***** Dataset excerpts *****
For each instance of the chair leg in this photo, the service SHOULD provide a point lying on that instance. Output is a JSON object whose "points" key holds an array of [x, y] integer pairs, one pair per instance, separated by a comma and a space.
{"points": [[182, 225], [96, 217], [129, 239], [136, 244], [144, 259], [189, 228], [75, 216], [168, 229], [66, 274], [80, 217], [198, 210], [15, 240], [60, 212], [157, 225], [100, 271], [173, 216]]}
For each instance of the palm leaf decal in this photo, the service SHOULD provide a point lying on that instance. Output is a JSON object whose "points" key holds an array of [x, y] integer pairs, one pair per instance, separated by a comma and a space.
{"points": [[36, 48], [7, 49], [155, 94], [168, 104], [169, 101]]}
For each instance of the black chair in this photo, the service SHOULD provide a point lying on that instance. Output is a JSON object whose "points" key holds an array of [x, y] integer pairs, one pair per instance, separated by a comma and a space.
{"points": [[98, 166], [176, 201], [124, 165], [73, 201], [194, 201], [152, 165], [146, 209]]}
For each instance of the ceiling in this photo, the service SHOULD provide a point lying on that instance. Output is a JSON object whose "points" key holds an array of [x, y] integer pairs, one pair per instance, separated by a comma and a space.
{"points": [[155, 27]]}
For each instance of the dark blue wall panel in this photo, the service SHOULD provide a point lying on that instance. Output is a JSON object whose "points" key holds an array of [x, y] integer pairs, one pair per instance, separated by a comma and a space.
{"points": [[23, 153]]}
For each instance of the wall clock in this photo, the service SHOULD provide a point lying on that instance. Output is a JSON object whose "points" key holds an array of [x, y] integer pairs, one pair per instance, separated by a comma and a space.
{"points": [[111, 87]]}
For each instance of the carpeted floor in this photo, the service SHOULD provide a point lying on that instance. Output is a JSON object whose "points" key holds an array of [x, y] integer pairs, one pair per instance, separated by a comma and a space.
*****
» **Problem requirements**:
Reproduce verbatim the stretch from the line containing "For each instance of the wall" through the end of the records, and nothing else.

» **Result for this exercise**:
For each instance of the wall clock in this photo, the service SHOULD provide a point lying on that instance. Output is a JSON object whose "points" key holds an array of [x, y] integer pairs, one pair per instance, separated by a comma and a space.
{"points": [[111, 87]]}
For each instance of the carpeted floor in this photo, the service SHOULD provide a point lying on that instance. Output is a JSON object whose "points" key holds an array of [x, y] integer pairs, one pair per instance, separated by a comma and a space.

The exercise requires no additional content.